Problem to work on »
Starting at the beginning of the entries and ending at the line containing "positive clicks: (269, 152)", reproduce those lines with every "rough mask" swapped for "coarse mask" and nothing else altered. Give only these lines, and omit the pictures from your answer.
▬▬▬
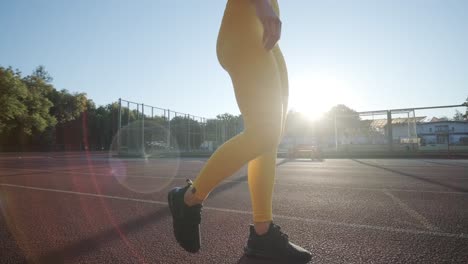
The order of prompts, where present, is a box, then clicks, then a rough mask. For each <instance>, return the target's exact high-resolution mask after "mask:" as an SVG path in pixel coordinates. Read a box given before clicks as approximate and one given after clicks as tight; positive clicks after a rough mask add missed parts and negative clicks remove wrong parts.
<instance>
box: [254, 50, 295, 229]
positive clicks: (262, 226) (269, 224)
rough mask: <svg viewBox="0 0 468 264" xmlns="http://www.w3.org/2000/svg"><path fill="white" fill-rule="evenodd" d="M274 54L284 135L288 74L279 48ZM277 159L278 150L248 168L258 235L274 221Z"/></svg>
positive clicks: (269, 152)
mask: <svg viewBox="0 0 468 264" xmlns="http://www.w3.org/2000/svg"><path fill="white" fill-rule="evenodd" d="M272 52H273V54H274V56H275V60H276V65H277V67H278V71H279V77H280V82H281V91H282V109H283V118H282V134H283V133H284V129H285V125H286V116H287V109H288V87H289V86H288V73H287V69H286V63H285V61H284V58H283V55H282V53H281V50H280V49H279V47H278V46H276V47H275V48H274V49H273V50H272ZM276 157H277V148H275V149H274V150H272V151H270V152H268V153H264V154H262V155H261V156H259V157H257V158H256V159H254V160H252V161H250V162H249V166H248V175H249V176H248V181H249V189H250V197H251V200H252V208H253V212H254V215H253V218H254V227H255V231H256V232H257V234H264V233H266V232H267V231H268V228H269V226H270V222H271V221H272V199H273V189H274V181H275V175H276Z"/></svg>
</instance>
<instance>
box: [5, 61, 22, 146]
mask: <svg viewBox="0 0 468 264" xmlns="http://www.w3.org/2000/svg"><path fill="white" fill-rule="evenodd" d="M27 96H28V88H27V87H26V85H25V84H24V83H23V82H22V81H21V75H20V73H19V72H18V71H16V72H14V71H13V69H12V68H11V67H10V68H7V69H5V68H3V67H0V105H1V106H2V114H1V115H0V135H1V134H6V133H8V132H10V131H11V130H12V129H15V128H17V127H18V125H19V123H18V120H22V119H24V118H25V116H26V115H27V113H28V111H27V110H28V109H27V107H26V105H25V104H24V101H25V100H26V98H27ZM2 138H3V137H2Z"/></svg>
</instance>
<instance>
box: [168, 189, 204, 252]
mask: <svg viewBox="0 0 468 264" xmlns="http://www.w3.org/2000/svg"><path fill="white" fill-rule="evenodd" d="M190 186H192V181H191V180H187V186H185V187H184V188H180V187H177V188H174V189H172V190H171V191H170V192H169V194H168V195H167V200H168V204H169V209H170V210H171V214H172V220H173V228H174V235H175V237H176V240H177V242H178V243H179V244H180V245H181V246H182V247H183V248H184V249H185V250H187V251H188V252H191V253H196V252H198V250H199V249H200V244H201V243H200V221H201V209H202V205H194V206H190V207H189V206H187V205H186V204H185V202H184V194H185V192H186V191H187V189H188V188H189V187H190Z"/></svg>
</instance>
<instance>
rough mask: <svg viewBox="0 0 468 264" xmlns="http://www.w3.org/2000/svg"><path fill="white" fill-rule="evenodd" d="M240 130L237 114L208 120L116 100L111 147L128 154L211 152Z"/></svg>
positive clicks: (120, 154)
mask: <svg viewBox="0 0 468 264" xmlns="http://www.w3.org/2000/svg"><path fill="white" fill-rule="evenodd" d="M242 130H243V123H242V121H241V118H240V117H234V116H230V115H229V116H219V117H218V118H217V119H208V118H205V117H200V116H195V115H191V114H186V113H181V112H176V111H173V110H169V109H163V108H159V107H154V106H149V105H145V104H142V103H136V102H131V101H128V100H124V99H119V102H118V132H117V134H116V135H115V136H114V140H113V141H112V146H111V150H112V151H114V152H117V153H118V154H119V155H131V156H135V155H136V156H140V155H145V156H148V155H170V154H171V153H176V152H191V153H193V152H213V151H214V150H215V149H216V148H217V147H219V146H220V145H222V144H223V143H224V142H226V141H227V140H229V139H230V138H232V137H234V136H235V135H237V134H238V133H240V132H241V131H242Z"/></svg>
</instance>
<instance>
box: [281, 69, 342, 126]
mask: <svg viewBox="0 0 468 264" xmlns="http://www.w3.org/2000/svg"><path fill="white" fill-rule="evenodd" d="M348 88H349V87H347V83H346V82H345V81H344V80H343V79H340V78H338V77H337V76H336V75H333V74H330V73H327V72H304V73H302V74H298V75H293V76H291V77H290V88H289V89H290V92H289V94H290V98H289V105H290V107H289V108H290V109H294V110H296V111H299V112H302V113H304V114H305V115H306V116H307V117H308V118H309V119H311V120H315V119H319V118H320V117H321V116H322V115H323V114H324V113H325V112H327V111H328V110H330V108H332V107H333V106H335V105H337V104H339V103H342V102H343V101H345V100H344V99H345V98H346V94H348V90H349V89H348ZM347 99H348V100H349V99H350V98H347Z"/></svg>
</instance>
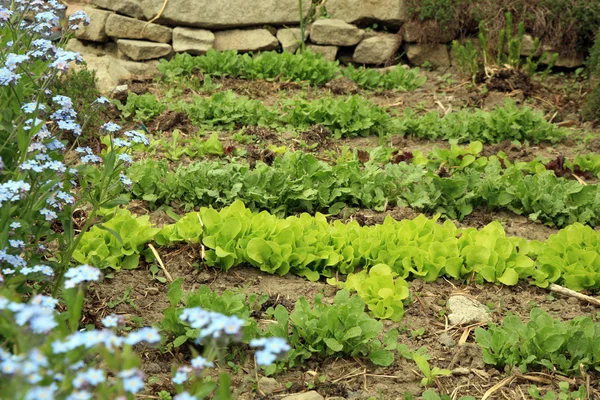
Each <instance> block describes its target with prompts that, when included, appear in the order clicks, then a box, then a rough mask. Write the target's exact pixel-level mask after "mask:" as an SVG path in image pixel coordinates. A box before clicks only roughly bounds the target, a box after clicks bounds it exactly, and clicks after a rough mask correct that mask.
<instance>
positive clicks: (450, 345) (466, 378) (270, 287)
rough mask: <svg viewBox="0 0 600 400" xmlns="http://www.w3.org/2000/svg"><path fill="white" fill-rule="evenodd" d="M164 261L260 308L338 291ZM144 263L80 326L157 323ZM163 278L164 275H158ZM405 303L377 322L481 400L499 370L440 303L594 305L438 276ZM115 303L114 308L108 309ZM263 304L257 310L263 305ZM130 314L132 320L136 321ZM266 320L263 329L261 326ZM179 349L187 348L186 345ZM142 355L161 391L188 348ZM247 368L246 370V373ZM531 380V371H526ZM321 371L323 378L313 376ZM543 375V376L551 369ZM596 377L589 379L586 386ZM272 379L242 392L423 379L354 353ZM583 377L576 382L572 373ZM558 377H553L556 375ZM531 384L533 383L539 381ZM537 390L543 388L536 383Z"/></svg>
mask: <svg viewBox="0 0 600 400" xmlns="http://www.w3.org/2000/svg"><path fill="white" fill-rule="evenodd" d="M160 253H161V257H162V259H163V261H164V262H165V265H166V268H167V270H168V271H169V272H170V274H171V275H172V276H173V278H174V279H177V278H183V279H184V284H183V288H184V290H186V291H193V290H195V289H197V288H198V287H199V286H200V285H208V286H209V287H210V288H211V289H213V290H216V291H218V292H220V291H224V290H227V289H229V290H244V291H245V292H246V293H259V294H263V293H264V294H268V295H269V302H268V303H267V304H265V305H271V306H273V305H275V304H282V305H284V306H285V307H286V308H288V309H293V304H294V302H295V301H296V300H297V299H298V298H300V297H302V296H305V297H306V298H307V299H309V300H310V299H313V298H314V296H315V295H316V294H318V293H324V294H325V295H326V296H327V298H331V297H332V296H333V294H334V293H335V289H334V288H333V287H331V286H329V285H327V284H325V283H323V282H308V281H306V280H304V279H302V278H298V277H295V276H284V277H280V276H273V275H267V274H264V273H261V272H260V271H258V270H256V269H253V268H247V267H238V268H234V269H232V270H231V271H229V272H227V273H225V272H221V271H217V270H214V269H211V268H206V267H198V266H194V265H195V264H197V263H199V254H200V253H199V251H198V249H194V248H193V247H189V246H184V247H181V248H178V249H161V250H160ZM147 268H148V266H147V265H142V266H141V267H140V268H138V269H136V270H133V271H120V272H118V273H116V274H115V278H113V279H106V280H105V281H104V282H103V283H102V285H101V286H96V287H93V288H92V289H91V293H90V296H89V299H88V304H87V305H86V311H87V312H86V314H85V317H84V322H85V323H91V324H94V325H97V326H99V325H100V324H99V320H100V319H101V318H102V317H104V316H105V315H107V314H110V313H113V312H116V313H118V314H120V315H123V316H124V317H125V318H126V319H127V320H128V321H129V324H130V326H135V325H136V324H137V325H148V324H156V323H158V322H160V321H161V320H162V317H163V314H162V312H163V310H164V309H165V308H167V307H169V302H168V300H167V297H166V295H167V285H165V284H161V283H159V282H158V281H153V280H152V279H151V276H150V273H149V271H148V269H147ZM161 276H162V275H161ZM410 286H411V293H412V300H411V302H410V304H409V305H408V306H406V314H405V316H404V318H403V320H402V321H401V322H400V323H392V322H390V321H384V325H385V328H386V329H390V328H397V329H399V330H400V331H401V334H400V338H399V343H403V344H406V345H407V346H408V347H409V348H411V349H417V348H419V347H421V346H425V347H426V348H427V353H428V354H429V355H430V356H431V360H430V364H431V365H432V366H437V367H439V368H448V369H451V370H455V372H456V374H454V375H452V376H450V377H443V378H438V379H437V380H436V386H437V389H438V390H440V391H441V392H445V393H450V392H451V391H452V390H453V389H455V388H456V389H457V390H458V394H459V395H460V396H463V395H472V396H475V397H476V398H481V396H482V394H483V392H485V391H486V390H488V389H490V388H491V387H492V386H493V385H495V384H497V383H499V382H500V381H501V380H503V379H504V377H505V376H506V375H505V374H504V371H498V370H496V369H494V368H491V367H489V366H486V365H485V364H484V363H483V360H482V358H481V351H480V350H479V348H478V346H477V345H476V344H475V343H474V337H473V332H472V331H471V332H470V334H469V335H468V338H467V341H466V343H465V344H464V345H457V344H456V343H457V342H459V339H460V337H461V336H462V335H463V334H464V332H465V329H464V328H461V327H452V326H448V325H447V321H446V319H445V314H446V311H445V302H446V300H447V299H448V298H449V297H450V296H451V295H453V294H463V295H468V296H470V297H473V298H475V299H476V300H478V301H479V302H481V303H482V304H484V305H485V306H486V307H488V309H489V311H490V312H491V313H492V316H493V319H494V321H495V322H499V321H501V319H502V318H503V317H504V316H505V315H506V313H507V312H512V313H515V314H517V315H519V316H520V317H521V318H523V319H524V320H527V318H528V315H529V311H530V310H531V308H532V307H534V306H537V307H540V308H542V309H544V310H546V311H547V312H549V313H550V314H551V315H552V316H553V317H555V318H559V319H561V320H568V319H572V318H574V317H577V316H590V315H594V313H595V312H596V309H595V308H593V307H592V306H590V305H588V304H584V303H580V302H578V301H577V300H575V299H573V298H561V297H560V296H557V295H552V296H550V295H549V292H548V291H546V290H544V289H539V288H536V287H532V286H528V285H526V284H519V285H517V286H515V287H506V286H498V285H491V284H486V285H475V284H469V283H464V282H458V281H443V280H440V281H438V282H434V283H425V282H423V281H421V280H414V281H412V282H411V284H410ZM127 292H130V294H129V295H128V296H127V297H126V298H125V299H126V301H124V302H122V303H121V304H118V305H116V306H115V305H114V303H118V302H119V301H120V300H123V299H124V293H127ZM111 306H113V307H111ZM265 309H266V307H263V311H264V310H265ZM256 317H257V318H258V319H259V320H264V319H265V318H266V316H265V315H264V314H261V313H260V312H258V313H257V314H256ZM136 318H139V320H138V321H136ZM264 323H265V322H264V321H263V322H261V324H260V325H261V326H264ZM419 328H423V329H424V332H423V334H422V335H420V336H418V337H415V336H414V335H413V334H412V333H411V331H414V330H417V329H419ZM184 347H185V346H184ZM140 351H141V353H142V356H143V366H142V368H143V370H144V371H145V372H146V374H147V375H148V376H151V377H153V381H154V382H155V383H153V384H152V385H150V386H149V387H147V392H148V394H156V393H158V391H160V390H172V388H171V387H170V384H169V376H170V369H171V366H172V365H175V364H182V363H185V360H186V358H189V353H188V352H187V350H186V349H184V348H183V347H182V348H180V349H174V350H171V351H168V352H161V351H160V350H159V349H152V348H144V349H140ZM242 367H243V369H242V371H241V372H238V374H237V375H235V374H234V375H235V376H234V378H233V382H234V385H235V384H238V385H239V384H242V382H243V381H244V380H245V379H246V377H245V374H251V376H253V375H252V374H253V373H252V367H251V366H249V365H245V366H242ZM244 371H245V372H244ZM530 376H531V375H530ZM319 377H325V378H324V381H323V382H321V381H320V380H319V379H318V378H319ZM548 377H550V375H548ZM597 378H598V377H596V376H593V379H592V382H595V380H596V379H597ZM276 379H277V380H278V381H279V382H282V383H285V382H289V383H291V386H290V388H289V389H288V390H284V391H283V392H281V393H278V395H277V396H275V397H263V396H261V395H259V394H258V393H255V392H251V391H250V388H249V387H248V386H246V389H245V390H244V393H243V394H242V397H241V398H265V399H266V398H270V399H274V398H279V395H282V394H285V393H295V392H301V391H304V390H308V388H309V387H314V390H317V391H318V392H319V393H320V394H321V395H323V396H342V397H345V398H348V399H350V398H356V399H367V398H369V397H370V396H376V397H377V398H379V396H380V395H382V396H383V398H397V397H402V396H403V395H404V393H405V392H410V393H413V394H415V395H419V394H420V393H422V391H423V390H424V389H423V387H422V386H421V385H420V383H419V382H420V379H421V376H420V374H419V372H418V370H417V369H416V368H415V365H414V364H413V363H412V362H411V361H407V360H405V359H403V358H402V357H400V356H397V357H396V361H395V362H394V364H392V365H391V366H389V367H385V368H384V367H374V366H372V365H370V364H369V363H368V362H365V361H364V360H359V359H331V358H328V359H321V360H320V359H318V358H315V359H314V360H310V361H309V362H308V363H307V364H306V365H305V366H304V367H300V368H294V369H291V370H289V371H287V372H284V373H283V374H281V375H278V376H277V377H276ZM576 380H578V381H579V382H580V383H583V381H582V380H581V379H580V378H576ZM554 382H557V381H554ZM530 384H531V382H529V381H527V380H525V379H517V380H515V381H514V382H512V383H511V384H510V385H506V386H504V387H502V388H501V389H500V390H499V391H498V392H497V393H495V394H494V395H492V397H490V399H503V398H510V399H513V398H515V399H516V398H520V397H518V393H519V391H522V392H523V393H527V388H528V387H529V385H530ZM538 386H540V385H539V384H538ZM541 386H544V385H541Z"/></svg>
▬▬▬
Expected output »
The order of prompts, where present, is a box, then clicks, then a coarse mask. For each <instance>, return the target's exact high-resolution mask after "mask:" as an SVG path in pixel coordinates. Read a box given before clicks as approximate and one given after clicks as tight; positive clicks after a coarse mask add missed parts and negative clicks remove wrong parts.
<instance>
box: [254, 50, 295, 229]
positive clicks: (262, 226) (269, 224)
coarse mask: <svg viewBox="0 0 468 264" xmlns="http://www.w3.org/2000/svg"><path fill="white" fill-rule="evenodd" d="M274 54L284 135L288 74L279 48ZM277 159L278 150L248 168L258 235L274 221Z"/></svg>
positive clicks: (269, 152)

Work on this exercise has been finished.